Rewrite the material below with every "scouting log" changed to "field report" and everything else left unchanged.

LISTED ENTRIES:
★ ★ ★ ★ ★ ★ ★
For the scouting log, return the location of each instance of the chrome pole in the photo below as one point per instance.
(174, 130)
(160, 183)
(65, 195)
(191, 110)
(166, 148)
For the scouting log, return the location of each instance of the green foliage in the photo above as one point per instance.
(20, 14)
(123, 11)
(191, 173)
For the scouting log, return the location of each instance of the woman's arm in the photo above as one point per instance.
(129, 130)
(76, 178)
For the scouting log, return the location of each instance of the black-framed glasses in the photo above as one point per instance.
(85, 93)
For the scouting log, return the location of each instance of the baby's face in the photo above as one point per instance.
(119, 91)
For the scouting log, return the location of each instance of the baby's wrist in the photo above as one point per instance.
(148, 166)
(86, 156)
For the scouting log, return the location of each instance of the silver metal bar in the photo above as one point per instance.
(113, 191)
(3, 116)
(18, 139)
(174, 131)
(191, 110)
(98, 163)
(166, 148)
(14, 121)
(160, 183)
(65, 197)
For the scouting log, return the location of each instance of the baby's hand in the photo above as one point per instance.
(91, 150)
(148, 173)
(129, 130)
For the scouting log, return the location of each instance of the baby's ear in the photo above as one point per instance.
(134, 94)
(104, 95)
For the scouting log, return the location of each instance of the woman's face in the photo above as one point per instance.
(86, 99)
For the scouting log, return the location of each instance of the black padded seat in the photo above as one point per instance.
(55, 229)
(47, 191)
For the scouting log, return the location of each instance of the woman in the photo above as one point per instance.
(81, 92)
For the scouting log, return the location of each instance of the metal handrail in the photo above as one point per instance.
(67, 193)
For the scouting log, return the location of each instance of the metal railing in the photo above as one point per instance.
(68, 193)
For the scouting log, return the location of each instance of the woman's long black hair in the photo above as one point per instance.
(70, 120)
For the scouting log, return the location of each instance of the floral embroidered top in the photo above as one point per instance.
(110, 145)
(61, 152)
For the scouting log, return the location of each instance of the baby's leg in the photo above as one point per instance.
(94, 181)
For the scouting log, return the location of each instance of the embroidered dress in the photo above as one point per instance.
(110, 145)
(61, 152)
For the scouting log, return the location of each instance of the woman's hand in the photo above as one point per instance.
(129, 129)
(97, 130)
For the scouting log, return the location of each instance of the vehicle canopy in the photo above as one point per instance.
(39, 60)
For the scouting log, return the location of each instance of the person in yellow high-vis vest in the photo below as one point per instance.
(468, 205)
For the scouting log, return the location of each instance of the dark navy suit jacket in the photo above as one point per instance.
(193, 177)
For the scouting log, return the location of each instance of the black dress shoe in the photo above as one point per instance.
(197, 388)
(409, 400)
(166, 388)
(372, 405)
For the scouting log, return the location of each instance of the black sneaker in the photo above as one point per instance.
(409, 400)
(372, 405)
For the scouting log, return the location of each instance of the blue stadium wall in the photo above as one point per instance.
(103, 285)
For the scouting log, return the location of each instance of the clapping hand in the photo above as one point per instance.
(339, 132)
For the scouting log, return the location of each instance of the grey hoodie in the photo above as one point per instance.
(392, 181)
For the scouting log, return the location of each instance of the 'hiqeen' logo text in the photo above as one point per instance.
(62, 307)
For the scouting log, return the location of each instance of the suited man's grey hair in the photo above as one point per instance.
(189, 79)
★ ★ ★ ★ ★ ★ ★
OUTPUT OF THE EXERCISE:
For the field report, return the location of each instance of the chrome pole in the photo below as one point per instance.
(174, 130)
(160, 183)
(65, 195)
(191, 110)
(166, 148)
For the field report, return the location of each instance of the green foliage in the photo above as one point per instance.
(20, 14)
(123, 11)
(191, 173)
For the field report, return the location of each instance of the woman's arm in the photo above as one point per instance.
(129, 130)
(76, 178)
For the field report, return the location of each instance of the black-framed glasses in the photo above as one point per instance.
(85, 93)
For the field report, return the location of each instance of the baby's face in the photo above as one point per instance.
(119, 91)
For the field report, return the location of each instance of the baby's wrist in the photo above as one point per instance.
(148, 166)
(86, 156)
For the field report, return the location of each instance of the silver metal bar in the photo above as one point per instance.
(113, 191)
(3, 116)
(18, 139)
(174, 131)
(191, 110)
(98, 163)
(166, 148)
(14, 121)
(160, 183)
(65, 197)
For the field report, return the location of each instance of the baby's hand in the photo above as one point per instance.
(91, 150)
(148, 173)
(129, 130)
For the field report, return the location of each instance of the baby's ear in the photo above as one point per instance.
(134, 94)
(104, 95)
For the field report, return the location of each instance of the woman's face in the photo above as one point per instance.
(86, 99)
For the field report, return the location of each instance of the black padded seat in the photo above as one point per instance.
(55, 229)
(47, 191)
For the field report, return the location of each instance of the woman in the photo above as one point per instance.
(81, 92)
For the field report, return the location of each instance of the metal handrail in the photo above as one point per instance.
(67, 193)
For the field report, return the location of each instance of the metal railing in the photo above as one point per instance.
(68, 193)
For the field report, return the location of each instance of the woman's long black hair in the photo above as one point per instance.
(70, 120)
For the field report, return the location of each instance of the floral embroidered top in the photo above as one point per instance.
(110, 145)
(61, 152)
For the field report, return the location of each instance of the baby's leg in the photo above as one point per instance.
(94, 181)
For the field report, return the location of each instance of the embroidered dress in the photo above as one point per instance.
(110, 145)
(61, 152)
For the field report, return the location of each instance of the woman's hand in the photo above as one point per instance.
(129, 129)
(97, 130)
For the field report, return the location of each instance of the vehicle canopy in the photo above as one point per instance.
(39, 60)
For the field report, return the location of each instance of the person in yellow high-vis vest in the photo below as one point per instance.
(468, 205)
For the field report, return the location of each instance of the dark navy suit jacket in the photo above as one point per instance.
(193, 177)
For the field report, return the location of each instance of the black dress shoe in the photo above as one point per instance.
(197, 388)
(409, 400)
(166, 388)
(372, 405)
For the field report, return the location of each instance of the black sneaker in the photo above as one point per instance.
(409, 400)
(372, 405)
For the field report, return the location of each instance of the blue stadium wall in the photo above as one point per instance.
(103, 285)
For the field report, return the location of each instance of the clapping hand in the photo above as one point per instance.
(339, 132)
For the field report, return the location of each instance of the grey hoodie in the photo above as one point per instance.
(392, 181)
For the field report, return the location of each instance of the 'hiqeen' logo text in the photo above as one point per instance.
(62, 307)
For the field report, return the location of each instance of the suited man's grey hair in the photo above as one point per instance.
(189, 79)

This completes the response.